§ **WHAT THE TASK ASKS**: Will you transcribe all the entries word for word, skipping the pictures they hold?

Saved entries
********

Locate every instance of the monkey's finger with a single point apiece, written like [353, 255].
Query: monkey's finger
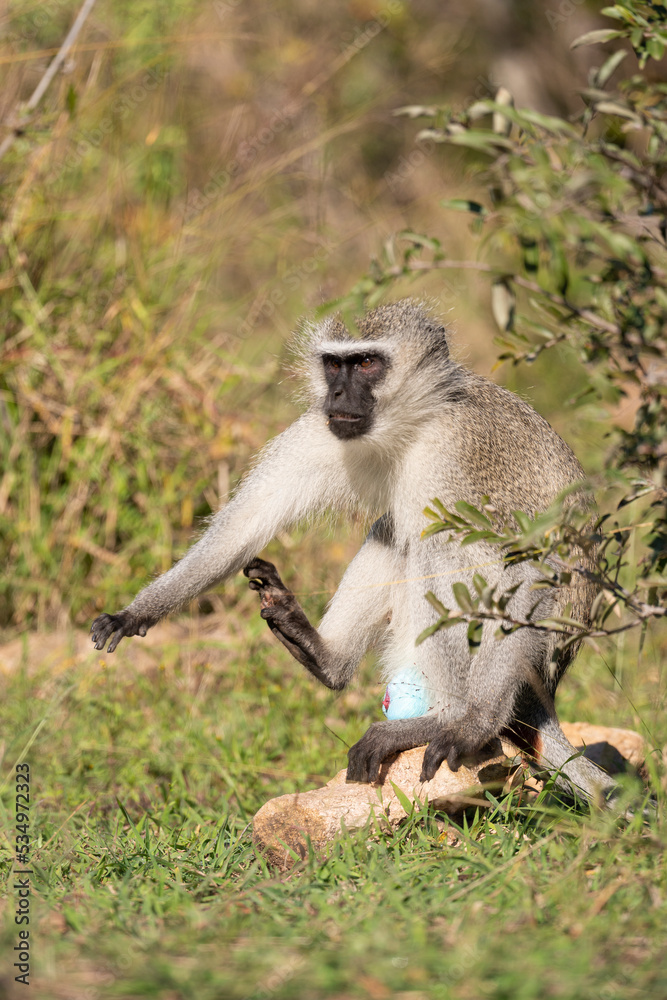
[256, 566]
[357, 764]
[373, 766]
[434, 755]
[117, 636]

********

§ **FINISHED TASK**:
Locate every instance of the monkey's finger with a single point apiece, written like [353, 255].
Query: monkey's finger
[256, 566]
[357, 764]
[373, 766]
[434, 755]
[117, 636]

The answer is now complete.